======== PASSAGE

OMO operations, which involve the buying and selling of government securities, remain one of the CBN’s most strategic tools for liquidity control, inflation management, interest rate stabilisation and maintaining monetary stability. With liquidity rising across the system, the data also showed that banks deposited an extraordinary N17 trillion cumulatively over eight days since the MPC meeting while borrowing only N70.2 billion from the CBN’s Standing Lending Facility, underscoring their preference to place excess funds rather than seek liquidity support.

A report by Parthian Partners observed that system liquidity increased slightly by N1.06 billion, bringing the opening balance to N3.04 trillion. As a result, the Overnight Policy Rate closed flat at 22.50 percent, while the Overnight Rate moderated to 22.75 percent, declining by 4 basis points day-on-day.

================

STATED EXERCISE. Write out the passage on bank liquidity word for word, everything from "OMO operations, which" down to "basis points day-on-day.".

======== DATA ROWS

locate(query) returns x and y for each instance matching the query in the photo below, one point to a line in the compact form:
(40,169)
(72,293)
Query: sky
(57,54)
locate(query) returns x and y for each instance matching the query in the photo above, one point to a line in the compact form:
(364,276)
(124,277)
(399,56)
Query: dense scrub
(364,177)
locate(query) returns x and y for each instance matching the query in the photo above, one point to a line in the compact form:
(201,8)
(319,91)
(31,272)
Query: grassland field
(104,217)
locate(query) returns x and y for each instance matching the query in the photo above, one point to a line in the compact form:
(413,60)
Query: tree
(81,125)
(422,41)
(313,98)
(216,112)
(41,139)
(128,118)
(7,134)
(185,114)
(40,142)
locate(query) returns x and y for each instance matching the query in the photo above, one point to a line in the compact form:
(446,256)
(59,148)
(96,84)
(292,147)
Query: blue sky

================

RESPONSE TO THE TASK.
OMO operations, which involve the buying and selling of government securities, remain one of the CBN’s most strategic tools for liquidity control, inflation management, interest rate stabilisation and maintaining monetary stability. With liquidity rising across the system, the data also showed that banks deposited an extraordinary N17 trillion cumulatively over eight days since the MPC meeting while borrowing only N70.2 billion from the CBN’s Standing Lending Facility, underscoring their preference to place excess funds rather than seek liquidity support.

A report by Parthian Partners observed that system liquidity increased slightly by N1.06 billion, bringing the opening balance to N3.04 trillion. As a result, the Overnight Policy Rate closed flat at 22.50 percent, while the Overnight Rate moderated to 22.75 percent, declining by 4 basis points day-on-day.